-- Begin RECORDS TO PROCESS --

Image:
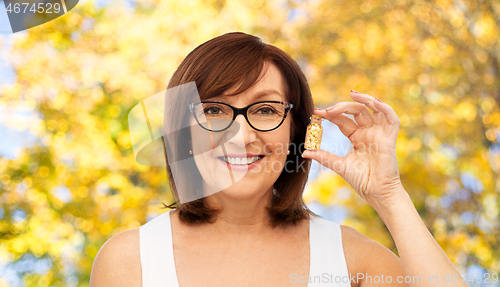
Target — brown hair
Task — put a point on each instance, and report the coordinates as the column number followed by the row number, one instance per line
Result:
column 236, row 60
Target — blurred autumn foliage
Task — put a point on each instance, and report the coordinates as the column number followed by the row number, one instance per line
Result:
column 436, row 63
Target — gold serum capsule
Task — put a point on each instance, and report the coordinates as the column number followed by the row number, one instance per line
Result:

-- End RECORDS TO PROCESS --

Render the material above as a numbered list of its lines, leaving out blank lines and the pictures.

◆ RESULT OF THE TASK:
1. Image:
2. Target — brown hair
3. Task — put a point on each instance, and report the coordinates as the column number followed by the row number, one instance per line
4. Result:
5. column 236, row 60
6. Target — blurred autumn foliage
7. Task — put a point on each instance, and report the coordinates as the column number followed by the row number, one instance per line
8. Result:
9. column 436, row 63
10. Target — gold serum capsule
11. Task — put a point on each instance, and report the coordinates as the column number followed by the row number, one instance per line
12. Result:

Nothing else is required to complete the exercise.